Records from a data collection:
******

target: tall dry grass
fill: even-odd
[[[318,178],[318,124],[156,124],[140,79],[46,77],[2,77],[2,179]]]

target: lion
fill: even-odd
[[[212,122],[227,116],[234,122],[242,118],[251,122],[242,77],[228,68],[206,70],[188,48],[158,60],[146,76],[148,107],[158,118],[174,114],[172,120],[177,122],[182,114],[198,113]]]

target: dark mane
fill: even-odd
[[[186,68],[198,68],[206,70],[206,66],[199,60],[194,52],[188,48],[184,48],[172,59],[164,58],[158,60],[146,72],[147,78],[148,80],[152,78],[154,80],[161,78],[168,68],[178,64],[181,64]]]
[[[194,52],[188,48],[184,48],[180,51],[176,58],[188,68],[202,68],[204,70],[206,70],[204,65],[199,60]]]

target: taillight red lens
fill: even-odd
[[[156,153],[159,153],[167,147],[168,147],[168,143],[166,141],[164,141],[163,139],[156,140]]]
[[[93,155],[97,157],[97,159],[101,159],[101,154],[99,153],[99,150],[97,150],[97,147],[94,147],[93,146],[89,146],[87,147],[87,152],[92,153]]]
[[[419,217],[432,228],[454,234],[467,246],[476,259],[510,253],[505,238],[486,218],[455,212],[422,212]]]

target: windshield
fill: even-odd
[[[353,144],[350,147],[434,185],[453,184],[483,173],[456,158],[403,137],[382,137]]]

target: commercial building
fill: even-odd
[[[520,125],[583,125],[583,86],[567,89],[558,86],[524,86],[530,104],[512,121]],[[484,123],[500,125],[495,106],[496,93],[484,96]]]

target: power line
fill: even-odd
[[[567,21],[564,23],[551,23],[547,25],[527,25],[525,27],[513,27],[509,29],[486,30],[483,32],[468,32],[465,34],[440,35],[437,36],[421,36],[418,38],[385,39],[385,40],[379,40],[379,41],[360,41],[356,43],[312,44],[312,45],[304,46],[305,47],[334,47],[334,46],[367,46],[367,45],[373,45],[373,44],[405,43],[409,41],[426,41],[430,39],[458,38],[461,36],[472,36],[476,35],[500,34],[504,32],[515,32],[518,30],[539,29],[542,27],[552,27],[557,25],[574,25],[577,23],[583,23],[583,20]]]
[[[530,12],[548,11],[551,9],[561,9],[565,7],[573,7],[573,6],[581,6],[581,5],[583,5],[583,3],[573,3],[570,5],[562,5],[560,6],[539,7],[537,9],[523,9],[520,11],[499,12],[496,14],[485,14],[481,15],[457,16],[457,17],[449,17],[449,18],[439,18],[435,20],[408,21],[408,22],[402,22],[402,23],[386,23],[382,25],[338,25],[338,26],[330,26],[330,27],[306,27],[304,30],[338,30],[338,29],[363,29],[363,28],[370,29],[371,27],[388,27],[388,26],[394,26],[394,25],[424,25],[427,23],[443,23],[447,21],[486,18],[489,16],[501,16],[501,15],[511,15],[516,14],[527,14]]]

******

Reproduce the material above, swapping "even-odd" for "nonzero" wherever it appears and leaving everything else unchanged.

target: tall dry grass
fill: nonzero
[[[318,178],[318,124],[156,124],[140,79],[46,77],[2,77],[2,179]]]

target: lion
fill: nonzero
[[[212,122],[227,116],[234,122],[242,118],[251,122],[242,77],[228,68],[206,70],[188,48],[158,60],[146,76],[148,107],[158,118],[174,114],[172,120],[177,122],[182,114],[198,113]]]

target: dark mane
fill: nonzero
[[[186,68],[198,68],[206,70],[206,66],[199,60],[194,52],[188,48],[184,48],[172,59],[164,58],[158,60],[146,72],[147,78],[148,80],[152,78],[154,80],[161,78],[168,68],[178,64],[181,64]]]
[[[194,52],[188,48],[184,48],[180,51],[176,58],[188,68],[202,68],[204,70],[206,70],[204,65],[199,60]]]

target: taillight red lens
fill: nonzero
[[[156,153],[159,153],[167,147],[168,147],[168,143],[166,141],[164,141],[163,139],[156,140]]]
[[[93,155],[97,157],[97,159],[101,159],[101,154],[99,153],[99,150],[97,150],[97,147],[94,147],[93,146],[89,146],[87,147],[87,152],[92,153]]]
[[[419,217],[432,228],[454,234],[467,246],[476,259],[510,253],[505,238],[486,218],[455,212],[422,212]]]

target: windshield
fill: nonzero
[[[353,144],[350,147],[434,185],[453,184],[483,173],[456,158],[403,137],[382,137]]]

target: commercial building
fill: nonzero
[[[520,125],[583,125],[583,86],[567,89],[558,86],[524,86],[530,104],[512,121]],[[484,123],[500,125],[495,106],[496,93],[484,96]]]

target: power line
fill: nonzero
[[[567,21],[564,23],[551,23],[547,25],[527,25],[525,27],[513,27],[509,29],[486,30],[483,32],[468,32],[465,34],[440,35],[437,36],[421,36],[418,38],[385,39],[385,40],[379,40],[379,41],[360,41],[356,43],[312,44],[312,45],[304,46],[305,47],[334,47],[334,46],[367,46],[367,45],[373,45],[373,44],[405,43],[409,41],[426,41],[430,39],[458,38],[461,36],[472,36],[476,35],[500,34],[504,32],[515,32],[518,30],[539,29],[542,27],[552,27],[557,25],[574,25],[577,23],[583,23],[583,20]]]
[[[530,12],[548,11],[551,9],[561,9],[565,7],[573,7],[573,6],[581,6],[581,5],[583,5],[583,3],[573,3],[570,5],[562,5],[560,6],[539,7],[537,9],[523,9],[520,11],[499,12],[496,14],[485,14],[481,15],[457,16],[457,17],[449,17],[449,18],[439,18],[435,20],[408,21],[408,22],[402,22],[402,23],[386,23],[382,25],[338,25],[338,26],[330,26],[330,27],[306,27],[304,30],[338,30],[338,29],[363,29],[363,28],[370,29],[371,27],[388,27],[388,26],[394,26],[394,25],[424,25],[427,23],[443,23],[447,21],[486,18],[489,16],[501,16],[501,15],[511,15],[516,14],[527,14]]]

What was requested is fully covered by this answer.